------ SEZIONE DEL TESTO

Ho letto che anche le fiere d’arte hanno guadagnato terreno con il 58% dei collezionisti che hanno fatto acquisti tramite questo canale. Ora colossi come Art Basel e Frieze stanno per inaugurare nuove edizioni delle loro importanti fiere in Medio Oriente. Quale potrà essere il nuovo ruolo di questi Paesi attraverso eventi del genere nel mercato dell’arte internazionale?
Ho visitato in passato luoghi come Abu Dhabi e stanno costruendo un’importante infrastruttura, sono bravi anche a reperire esperti con le giuste competenze. La mia unica preoccupazione, per questo genere di fiere in loco, è che lì il numero dei collezionisti, pur molto molto ricco, è ancora assai ristretto. Un collezionista europeo o americano potrebbe andare a vedere la prima volta, ma poi non so se tornerebbe ogni anno. C’è un’intera Regione interessante per l’arte lì, che si estende anche all’Africa. Penso che al momento sia un’iniziativa con una dimensione regionale, non penso ci sarà una sfida con l’Europa o New York o altri luoghi in questa prima fase. È ancora molto presto.
Valutando la ricerca nel suo complesso, quali sono le tendenze emerse che crede diventeranno cambiamenti strutturali?

------------
------ MATERIALE FORNITO

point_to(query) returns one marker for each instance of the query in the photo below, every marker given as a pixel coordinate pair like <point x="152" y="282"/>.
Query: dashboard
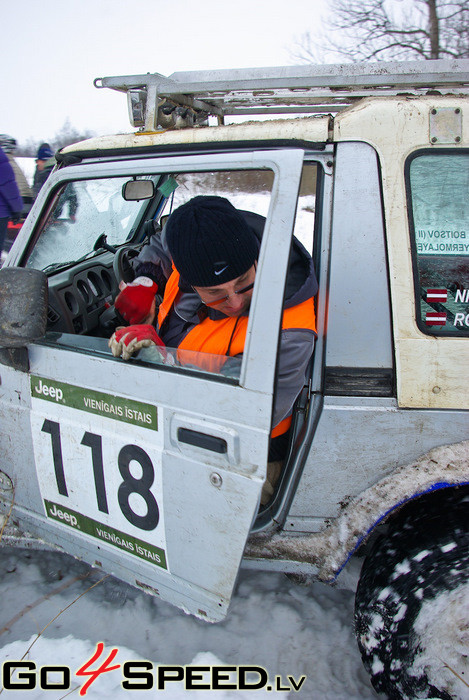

------------

• _SERIE DI ESERCIZI_:
**A.** Rispondi alle domande seguenti in base al testo sulle fiere d'arte.
(i) Quale percentuale di collezionisti ha fatto acquisti tramite le fiere d'arte?
(ii) Quali due colossi stanno per inaugurare nuove edizioni delle loro fiere in Medio Oriente?
(iii) Oltre al Medio Oriente, a quale continente si estende la Regione interessante per l'arte?
**B.** Ricopia alla lettera, per favore, la parte del testo sulle fiere d'arte che comincia con le parole "Ho visitato in" e termina con "diventeranno cambiamenti strutturali?".

• _SOLUZIONI DEGLI ESERCIZI_:
**A.**
(i) Il 58%.
(ii) Art Basel e Frieze.
(iii) All'Africa.

**B.**
Ho visitato in passato luoghi come Abu Dhabi e stanno costruendo un’importante infrastruttura, sono bravi anche a reperire esperti con le giuste competenze. La mia unica preoccupazione, per questo genere di fiere in loco, è che lì il numero dei collezionisti, pur molto molto ricco, è ancora assai ristretto. Un collezionista europeo o americano potrebbe andare a vedere la prima volta, ma poi non so se tornerebbe ogni anno. C’è un’intera Regione interessante per l’arte lì, che si estende anche all’Africa. Penso che al momento sia un’iniziativa con una dimensione regionale, non penso ci sarà una sfida con l’Europa o New York o altri luoghi in questa prima fase. È ancora molto presto.
Valutando la ricerca nel suo complesso, quali sono le tendenze emerse che crede diventeranno cambiamenti strutturali?